** WHAT IS REQUIRED **
Copy every line of the material below word for word, leaving out the pictures.

(Pointing at named objects)

════════

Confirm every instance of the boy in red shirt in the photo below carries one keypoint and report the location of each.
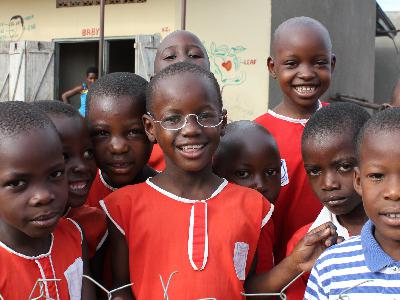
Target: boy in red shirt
(116, 103)
(302, 61)
(33, 195)
(329, 154)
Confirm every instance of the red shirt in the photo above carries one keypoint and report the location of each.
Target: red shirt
(297, 205)
(94, 223)
(19, 272)
(157, 226)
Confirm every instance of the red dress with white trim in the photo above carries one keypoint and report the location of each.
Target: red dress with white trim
(297, 205)
(188, 249)
(19, 273)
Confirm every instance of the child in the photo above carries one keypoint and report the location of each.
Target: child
(367, 266)
(248, 155)
(302, 61)
(329, 154)
(91, 77)
(206, 228)
(178, 46)
(80, 168)
(33, 194)
(116, 103)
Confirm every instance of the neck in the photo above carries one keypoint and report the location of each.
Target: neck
(191, 185)
(292, 110)
(22, 243)
(354, 220)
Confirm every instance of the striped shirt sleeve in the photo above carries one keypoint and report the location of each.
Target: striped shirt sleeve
(315, 289)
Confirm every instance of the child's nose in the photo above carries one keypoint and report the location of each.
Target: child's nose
(329, 181)
(41, 196)
(118, 145)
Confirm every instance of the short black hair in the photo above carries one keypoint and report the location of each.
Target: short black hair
(18, 116)
(233, 137)
(179, 69)
(93, 70)
(385, 121)
(56, 108)
(302, 21)
(118, 84)
(336, 118)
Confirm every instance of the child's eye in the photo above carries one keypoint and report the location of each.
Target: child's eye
(170, 57)
(57, 174)
(135, 132)
(271, 172)
(313, 172)
(99, 133)
(343, 168)
(291, 63)
(16, 184)
(243, 174)
(88, 154)
(375, 176)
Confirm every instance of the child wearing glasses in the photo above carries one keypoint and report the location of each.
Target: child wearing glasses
(116, 103)
(185, 233)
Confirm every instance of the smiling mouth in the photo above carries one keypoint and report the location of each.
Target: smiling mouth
(47, 220)
(305, 90)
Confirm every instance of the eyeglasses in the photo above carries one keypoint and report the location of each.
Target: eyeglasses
(204, 119)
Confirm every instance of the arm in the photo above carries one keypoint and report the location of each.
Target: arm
(70, 93)
(88, 291)
(302, 259)
(119, 263)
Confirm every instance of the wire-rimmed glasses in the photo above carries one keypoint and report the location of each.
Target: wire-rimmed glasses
(176, 121)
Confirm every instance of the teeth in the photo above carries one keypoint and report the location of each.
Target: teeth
(191, 147)
(77, 185)
(305, 89)
(393, 216)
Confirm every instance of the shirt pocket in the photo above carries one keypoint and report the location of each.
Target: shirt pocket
(74, 279)
(240, 259)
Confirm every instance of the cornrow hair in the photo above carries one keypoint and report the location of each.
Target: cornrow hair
(178, 69)
(18, 116)
(115, 85)
(56, 108)
(337, 118)
(384, 121)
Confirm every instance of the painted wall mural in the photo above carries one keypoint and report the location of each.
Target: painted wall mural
(15, 27)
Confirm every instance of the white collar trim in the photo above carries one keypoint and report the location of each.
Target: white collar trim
(105, 183)
(292, 120)
(26, 256)
(185, 200)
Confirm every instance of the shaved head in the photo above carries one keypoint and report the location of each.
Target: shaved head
(294, 25)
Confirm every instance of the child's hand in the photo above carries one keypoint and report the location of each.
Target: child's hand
(310, 247)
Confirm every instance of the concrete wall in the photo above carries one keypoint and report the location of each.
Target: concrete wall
(387, 62)
(352, 28)
(237, 37)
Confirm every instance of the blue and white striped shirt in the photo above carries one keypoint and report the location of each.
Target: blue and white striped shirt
(355, 269)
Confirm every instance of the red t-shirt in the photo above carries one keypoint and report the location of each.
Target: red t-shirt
(297, 205)
(160, 228)
(94, 224)
(98, 191)
(19, 273)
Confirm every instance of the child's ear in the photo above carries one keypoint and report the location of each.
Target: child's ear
(357, 181)
(271, 67)
(333, 62)
(224, 122)
(148, 124)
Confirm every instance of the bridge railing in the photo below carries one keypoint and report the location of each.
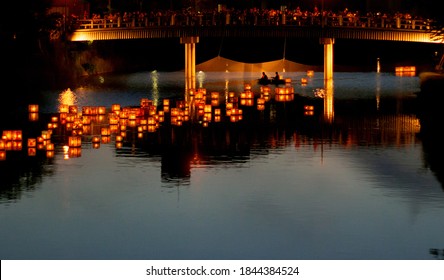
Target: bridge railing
(216, 19)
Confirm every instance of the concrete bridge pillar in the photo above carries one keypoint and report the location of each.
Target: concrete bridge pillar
(328, 58)
(190, 61)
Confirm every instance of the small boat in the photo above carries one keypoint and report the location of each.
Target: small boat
(265, 82)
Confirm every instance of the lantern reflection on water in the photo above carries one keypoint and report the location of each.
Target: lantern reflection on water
(75, 141)
(284, 94)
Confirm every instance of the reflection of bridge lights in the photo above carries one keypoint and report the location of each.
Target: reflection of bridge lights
(201, 78)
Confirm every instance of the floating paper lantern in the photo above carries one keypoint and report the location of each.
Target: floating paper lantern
(75, 141)
(32, 152)
(33, 117)
(33, 108)
(50, 146)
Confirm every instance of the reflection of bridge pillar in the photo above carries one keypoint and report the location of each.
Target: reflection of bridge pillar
(190, 61)
(328, 57)
(328, 101)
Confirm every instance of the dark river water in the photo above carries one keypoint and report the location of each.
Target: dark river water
(358, 181)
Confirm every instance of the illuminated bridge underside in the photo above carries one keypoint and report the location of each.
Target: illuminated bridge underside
(423, 36)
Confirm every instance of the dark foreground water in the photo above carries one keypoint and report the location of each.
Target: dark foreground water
(282, 183)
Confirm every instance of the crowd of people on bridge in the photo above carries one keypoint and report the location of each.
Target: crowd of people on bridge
(257, 16)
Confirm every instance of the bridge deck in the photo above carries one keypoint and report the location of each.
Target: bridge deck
(364, 29)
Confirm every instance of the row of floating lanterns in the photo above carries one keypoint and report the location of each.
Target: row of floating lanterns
(139, 120)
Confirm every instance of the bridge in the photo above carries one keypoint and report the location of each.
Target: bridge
(189, 28)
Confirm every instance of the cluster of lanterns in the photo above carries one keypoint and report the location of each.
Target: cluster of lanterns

════════

** RESULT FOR THIS TASK **
Confirm every instance of the boy in red shirt in the photo below carries one keypoint and report the location of each.
Target: boy in red shirt
(116, 103)
(302, 61)
(33, 195)
(329, 154)
Confirm every instance of the red shirt in the photo above carries one keypoint and report the location of each.
Target: red shirt
(297, 205)
(94, 223)
(19, 272)
(157, 226)
Confirm every instance of the red dress with white trim in the photo above carries one keypoint and report the location of each.
Target: red dress with white trim
(297, 205)
(188, 249)
(19, 273)
Confirm every instance of the child in the photo above carries one keypoint and report the location of each.
Target: child
(367, 266)
(248, 155)
(302, 61)
(329, 154)
(91, 77)
(206, 228)
(178, 46)
(80, 168)
(33, 194)
(116, 103)
Confirm every instance of the neck in the photo above carries one keypoint and report the location of each.
Target: neck
(191, 185)
(292, 110)
(22, 243)
(354, 220)
Confirm every instance of the striped shirt sleeve in the photo above carries one keypoint and report the location of each.
Target: striped shirt sleeve
(315, 289)
Confirm every instance of the child's nose in the photo above carries one keypoint and report the location of each.
Target: child's nose
(329, 181)
(41, 196)
(118, 145)
Confirm every instance of the short black hair in the photo above carries one keypoint and report the location of each.
Target: short black hair
(18, 116)
(233, 137)
(179, 69)
(93, 70)
(385, 121)
(56, 108)
(302, 21)
(118, 84)
(336, 118)
Confirm every instance of the child's eye in the photo above carries one keypoint and report the location of each.
Target: child's eye
(170, 57)
(57, 174)
(135, 132)
(271, 172)
(313, 172)
(99, 133)
(343, 168)
(291, 63)
(16, 184)
(243, 174)
(88, 154)
(375, 176)
Confirm every instance of the child wearing glasses in the photo above carries one keypoint and report the location of each.
Target: child wearing glasses
(116, 103)
(185, 233)
Confirm every instance of the smiling mouth in the photo above carries one keypoint and report the location of each.
Target: smiling mouth
(47, 220)
(305, 90)
Confirm every instance of the eyeglasses in the photo above carries one keypoint and report the location of each.
Target: eyeglasses
(204, 119)
Confirm every instance of the arm in the photo above carries one keypoint and report the location of each.
Target: arm
(70, 93)
(88, 291)
(302, 259)
(119, 263)
Confirm every instance of the wire-rimmed glasses in the photo above carries one keypoint and report the location of each.
Target: wire-rimmed glasses
(176, 121)
Confirm every instance of the teeth in the photo above carries one keypoint and report the location of each.
Target: teeth
(191, 147)
(77, 185)
(305, 89)
(393, 216)
Confirm every instance of the shirt pocket in the photo above carries one keypoint and report the location of each.
Target: shirt pocket
(74, 279)
(240, 259)
Confirm every instance of the cornrow hair in the photo above carries one keypoint and report the location of each.
Target: cornrow hair
(178, 69)
(18, 116)
(115, 85)
(56, 108)
(337, 118)
(384, 121)
Confirm every instance of the painted wall mural in the photo above carries one keypoint and report the location of each.
Target: painted wall mural
(15, 27)
Confirm every instance of the white collar trim in the photo above carries one keypoint and report the location of each.
Target: white collar trim
(105, 183)
(292, 120)
(26, 256)
(185, 200)
Confirm every instance of the shaved head in the photo above carries one keypoint and report the location of each.
Target: shaved head
(294, 25)
Confirm every instance of the child's hand in the photo above carries one keypoint and report the location of each.
Target: child's hand
(310, 247)
Confirm every instance of the concrete wall in the photo above carries one keypoint and report the location of each.
Target: concrete wall
(387, 62)
(352, 28)
(237, 37)
Confirm every instance of the blue and white striped shirt in the photo above carries one keypoint and report the location of each.
Target: blue and white striped shirt
(355, 269)
Confirm every instance of the red t-shirt in the photo above carries one keypoint and report the location of each.
Target: red t-shirt
(297, 205)
(160, 228)
(94, 224)
(98, 191)
(19, 273)
Confirm every instance of the child's ear in the photo above carries one keypoint and report the location of each.
Target: child's ear
(357, 181)
(271, 67)
(333, 62)
(224, 122)
(148, 124)
Confirm every instance of the bridge railing in the photo below carries one keypoint and report the location of each.
Target: bridge railing
(216, 19)
Confirm every instance of the concrete bridge pillar in the photo above carries one keypoint and report the location of each.
Target: concrete bridge pillar
(328, 58)
(190, 61)
Confirm every instance of the small boat in the photo above carries one keypoint and report the location of each.
Target: small boat
(265, 82)
Confirm every instance of the lantern reflection on water in the photo above carries one keypoint and report the location of each.
Target: lantern reflection on water
(75, 141)
(284, 94)
Confirm every instance of the reflection of bridge lights in the photo above carries one keypoint and report the location of each.
Target: reflection of bridge lights
(201, 78)
Confirm every instance of the floating paper lantern in the photo above carries one keypoint and report the location of each.
Target: floating paper lantern
(75, 141)
(32, 152)
(33, 117)
(33, 108)
(50, 146)
Confirm every instance of the reflection of bridge pillar in the photo above carries one keypoint and report the location of each.
Target: reflection of bridge pillar
(190, 61)
(328, 57)
(328, 101)
Confirm every instance of the dark river water in the photo above carries one keypoint and report the location of each.
Target: dark river water
(358, 181)
Confirm every instance of the illuminated bridge underside in the photo above carries one keypoint and report the location of each.
Target: illuminated bridge underside
(423, 36)
Confirm every instance of the dark foreground water in the photo above carries one keypoint and report the location of each.
Target: dark foreground water
(282, 183)
Confirm every instance of the crowd of people on bridge in the photo above carries one keypoint and report the location of each.
Target: crowd of people on bridge
(257, 16)
Confirm every instance of the bridge deck in the photo above carries one keypoint and report the location of each.
Target: bridge deck
(364, 29)
Confirm every instance of the row of floating lanterns in the photo above carries one keypoint and report the location of each.
Target: row of floating lanterns
(139, 120)
Confirm every instance of the bridge in the photo above carries one keypoint and report the location of each.
Target: bridge
(189, 28)
Confirm every instance of the cluster of lanterns in the photo above carries one keypoint and report the location of each.
Target: cluster of lanterns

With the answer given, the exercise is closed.